Copy all the material that follows, keeping every character the same.

* START RAW DATA *

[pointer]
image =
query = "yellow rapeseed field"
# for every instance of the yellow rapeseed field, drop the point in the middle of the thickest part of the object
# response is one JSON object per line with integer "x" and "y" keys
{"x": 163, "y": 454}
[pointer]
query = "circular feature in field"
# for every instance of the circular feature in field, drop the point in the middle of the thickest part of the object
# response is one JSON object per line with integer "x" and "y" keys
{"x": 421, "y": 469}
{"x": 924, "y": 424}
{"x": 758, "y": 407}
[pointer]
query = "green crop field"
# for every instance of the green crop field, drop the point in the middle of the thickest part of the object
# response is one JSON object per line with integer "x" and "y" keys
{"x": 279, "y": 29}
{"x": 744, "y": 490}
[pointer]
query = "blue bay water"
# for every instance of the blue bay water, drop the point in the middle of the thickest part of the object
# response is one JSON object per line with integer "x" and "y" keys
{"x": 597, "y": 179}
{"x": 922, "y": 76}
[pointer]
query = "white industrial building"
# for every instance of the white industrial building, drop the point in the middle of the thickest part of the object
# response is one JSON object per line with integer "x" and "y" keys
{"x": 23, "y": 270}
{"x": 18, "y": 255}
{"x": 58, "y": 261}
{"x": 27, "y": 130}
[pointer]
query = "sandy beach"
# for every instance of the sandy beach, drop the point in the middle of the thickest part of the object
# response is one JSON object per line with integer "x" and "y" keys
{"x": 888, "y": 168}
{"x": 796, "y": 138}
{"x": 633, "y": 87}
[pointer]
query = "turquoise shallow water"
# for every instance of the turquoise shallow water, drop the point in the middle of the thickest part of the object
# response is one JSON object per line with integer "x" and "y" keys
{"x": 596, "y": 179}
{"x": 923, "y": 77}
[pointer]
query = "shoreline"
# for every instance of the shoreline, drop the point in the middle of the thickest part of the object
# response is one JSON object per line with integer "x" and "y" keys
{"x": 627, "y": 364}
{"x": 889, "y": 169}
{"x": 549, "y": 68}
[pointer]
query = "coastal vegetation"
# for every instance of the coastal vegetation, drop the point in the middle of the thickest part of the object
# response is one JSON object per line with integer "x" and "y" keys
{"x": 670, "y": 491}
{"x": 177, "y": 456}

* END RAW DATA *

_REPLY TO THE EXERCISE_
[pointer]
image =
query = "yellow rapeseed field"
# for every instance of the yellow rapeseed field, drop the point in the middle of the thickest part of the object
# response is one JSON object per line with integer "x" and "y" keys
{"x": 163, "y": 454}
[pointer]
query = "circular feature in field"
# for every instance of the circular feature in field, drop the point in the middle of the thickest part of the object
# response is one JSON object per line with integer "x" and "y" keys
{"x": 421, "y": 469}
{"x": 924, "y": 424}
{"x": 758, "y": 407}
[pointer]
query = "green crop field"
# for every instance of the green crop field, drop the point in the middle of the thickest part of the object
# response is one JSON object per line with integer "x" and "y" keys
{"x": 279, "y": 29}
{"x": 744, "y": 490}
[pointer]
query = "blue bay water"
# for every instance of the blue bay water, drop the point in the middle of the thickest part of the object
# response is one JSON object per line with integer "x" and "y" keys
{"x": 597, "y": 179}
{"x": 922, "y": 76}
[pointer]
query = "white industrial building"
# for every instance of the white industrial building, drop the point in the middle of the thickest part of the object
# response is one JSON object per line with integer "x" and "y" keys
{"x": 23, "y": 270}
{"x": 18, "y": 255}
{"x": 58, "y": 261}
{"x": 27, "y": 130}
[pointer]
query = "sandy beach"
# for every instance of the sandy beach, drop the point in the middle of the thickest part of the object
# response is one JSON object per line with integer "x" and "y" keys
{"x": 888, "y": 168}
{"x": 796, "y": 138}
{"x": 633, "y": 87}
[pointer]
query = "turquoise shallow water"
# for every instance of the turquoise shallow water, drop the point in the middle of the thickest part of the object
# response is one JSON object per line with integer "x" and "y" keys
{"x": 596, "y": 179}
{"x": 923, "y": 77}
[pointer]
query = "shoreline"
# for every instance of the shoreline, drop the point in the middle of the thickest part of the object
# response is one JSON object per line with integer "x" and "y" keys
{"x": 627, "y": 364}
{"x": 889, "y": 169}
{"x": 549, "y": 68}
[pointer]
query = "coastal vegetation"
# for every instance of the coastal vegetation, drop the point in the middle of the thickest part of the object
# response is one JSON object per line with integer "x" and "y" keys
{"x": 670, "y": 491}
{"x": 177, "y": 456}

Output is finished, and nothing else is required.